▶ [WHAT IS EXPECTED]:
Beginning with the line containing "baseboard in this photo as integer pixel values." and ending at the last line of the records, transcribe each line exactly. Do not include pictures.

▶ [GIVEN INFORMATION]:
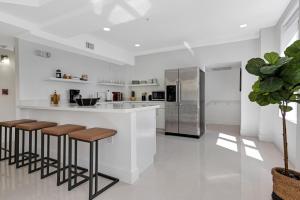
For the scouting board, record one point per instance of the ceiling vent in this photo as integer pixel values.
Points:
(221, 68)
(44, 54)
(90, 45)
(3, 46)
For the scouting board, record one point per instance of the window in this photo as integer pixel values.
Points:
(290, 33)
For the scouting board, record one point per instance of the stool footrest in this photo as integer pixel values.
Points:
(25, 157)
(87, 178)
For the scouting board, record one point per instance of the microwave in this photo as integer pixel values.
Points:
(158, 96)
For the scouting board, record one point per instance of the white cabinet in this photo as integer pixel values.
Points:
(160, 118)
(160, 112)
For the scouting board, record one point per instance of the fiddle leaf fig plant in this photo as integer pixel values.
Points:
(278, 81)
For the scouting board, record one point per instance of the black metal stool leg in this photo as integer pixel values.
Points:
(1, 142)
(42, 155)
(17, 138)
(64, 157)
(23, 147)
(11, 157)
(58, 159)
(30, 152)
(5, 143)
(70, 165)
(35, 150)
(91, 171)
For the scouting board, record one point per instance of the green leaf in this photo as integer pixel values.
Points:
(296, 89)
(269, 69)
(285, 108)
(272, 57)
(276, 96)
(285, 94)
(252, 96)
(253, 66)
(291, 74)
(294, 51)
(263, 100)
(284, 60)
(271, 84)
(255, 86)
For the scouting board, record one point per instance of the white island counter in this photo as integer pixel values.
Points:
(128, 153)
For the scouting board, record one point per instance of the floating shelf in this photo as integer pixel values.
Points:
(143, 85)
(69, 80)
(112, 84)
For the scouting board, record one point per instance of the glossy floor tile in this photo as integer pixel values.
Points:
(221, 165)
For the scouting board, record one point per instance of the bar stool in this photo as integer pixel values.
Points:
(60, 132)
(8, 137)
(91, 136)
(31, 128)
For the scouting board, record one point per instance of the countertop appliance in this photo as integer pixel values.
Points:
(74, 94)
(185, 102)
(158, 96)
(117, 96)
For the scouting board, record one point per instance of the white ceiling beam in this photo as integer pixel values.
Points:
(31, 3)
(103, 50)
(66, 16)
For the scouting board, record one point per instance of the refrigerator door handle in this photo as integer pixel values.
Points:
(179, 92)
(177, 96)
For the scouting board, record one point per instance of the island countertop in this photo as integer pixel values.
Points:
(128, 153)
(111, 107)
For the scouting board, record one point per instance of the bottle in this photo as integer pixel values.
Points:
(55, 98)
(108, 96)
(58, 73)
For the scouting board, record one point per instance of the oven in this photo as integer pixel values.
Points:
(158, 96)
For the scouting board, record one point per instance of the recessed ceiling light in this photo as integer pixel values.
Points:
(243, 25)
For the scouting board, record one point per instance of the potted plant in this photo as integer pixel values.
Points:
(278, 83)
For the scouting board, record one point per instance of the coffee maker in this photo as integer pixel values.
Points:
(74, 94)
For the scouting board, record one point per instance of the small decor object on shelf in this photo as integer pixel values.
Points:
(144, 95)
(5, 92)
(55, 98)
(58, 73)
(132, 97)
(135, 82)
(279, 83)
(84, 77)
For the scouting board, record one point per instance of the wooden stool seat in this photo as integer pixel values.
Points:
(35, 125)
(92, 134)
(62, 129)
(8, 137)
(92, 137)
(13, 123)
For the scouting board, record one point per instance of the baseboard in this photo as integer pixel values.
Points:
(265, 138)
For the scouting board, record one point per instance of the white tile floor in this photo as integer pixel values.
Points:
(221, 165)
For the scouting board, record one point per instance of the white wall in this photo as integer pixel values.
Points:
(223, 97)
(270, 125)
(7, 81)
(34, 71)
(153, 65)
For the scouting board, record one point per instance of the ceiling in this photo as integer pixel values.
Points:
(155, 24)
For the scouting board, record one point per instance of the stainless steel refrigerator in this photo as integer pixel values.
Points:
(185, 102)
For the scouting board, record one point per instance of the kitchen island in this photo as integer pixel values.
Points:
(127, 154)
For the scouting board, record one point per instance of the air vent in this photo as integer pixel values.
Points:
(221, 68)
(90, 45)
(2, 46)
(43, 54)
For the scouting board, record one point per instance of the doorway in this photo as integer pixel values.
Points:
(223, 96)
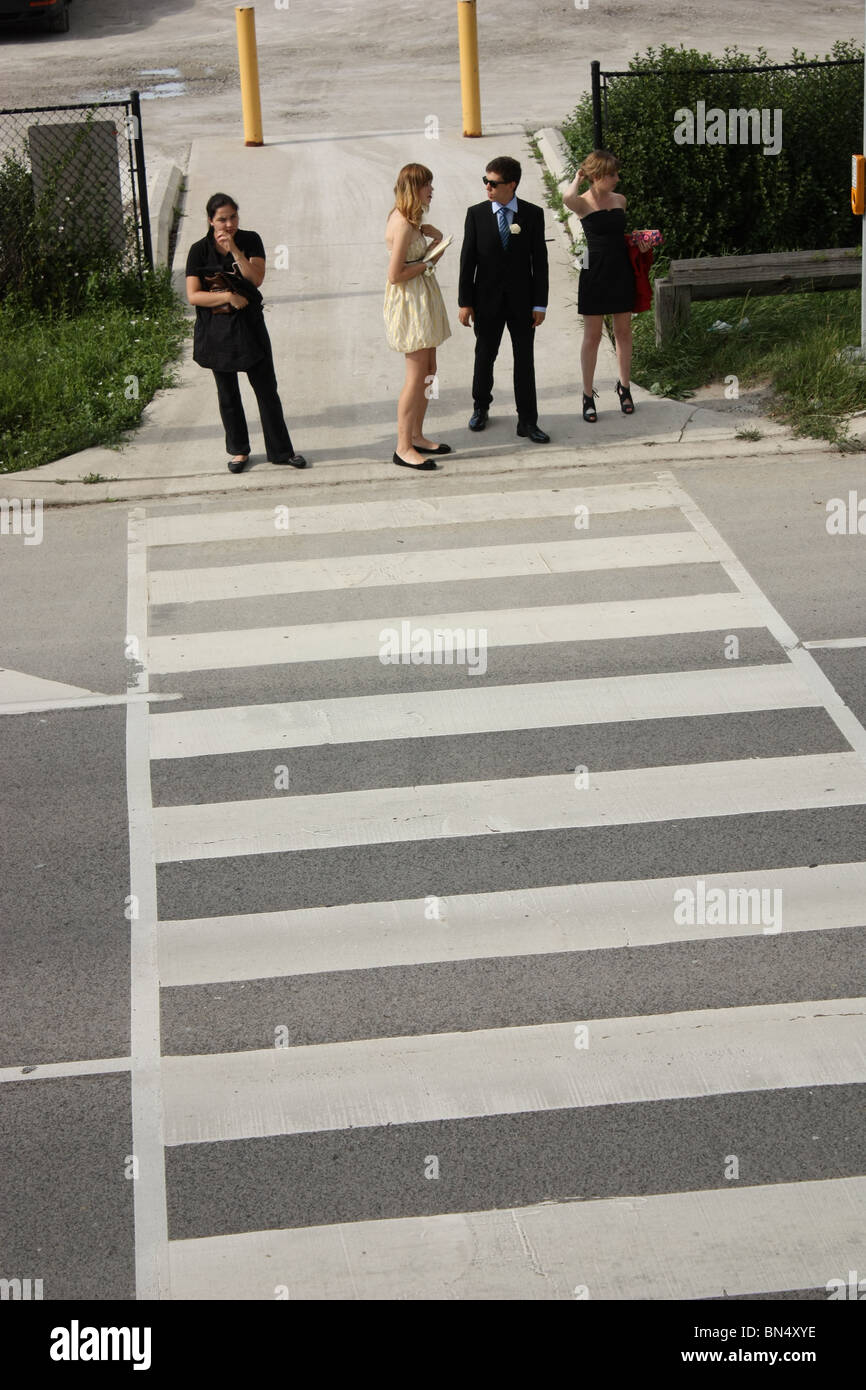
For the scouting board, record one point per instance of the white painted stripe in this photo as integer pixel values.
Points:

▶ [ANSWER BOX]:
For the scouting board, record one point per instance of the baseboard in this photo as integer pixel values.
Points:
(265, 138)
For the scouting board, record one point per instance of the white tile floor in this photo as integer pixel values.
Points:
(221, 165)
For the scouting board, record one point per instance of the white wall in this photo as integer pixel values.
Points:
(223, 97)
(270, 125)
(7, 81)
(34, 71)
(153, 65)
For the scouting board, record one point per instance of the ceiling in this photo as integer pixel values.
Points:
(155, 24)
For the scouting board, record one point per instance of the stainless steel refrigerator in this photo as integer pixel values.
Points:
(185, 102)
For the scouting board, record one point per instance of the kitchen island in this photo as integer pixel values.
Points:
(127, 154)
For the scouting board, record one point per instance of the air vent in this photo as integer pixel values.
Points:
(221, 68)
(90, 45)
(2, 46)
(43, 54)
For the scouting board, record one point per instance of the doorway in this photo as integer pixel values.
Points:
(223, 96)
For the scouting board, record one point per instance of the white painted stripe in this photo as integer pixel values.
Points:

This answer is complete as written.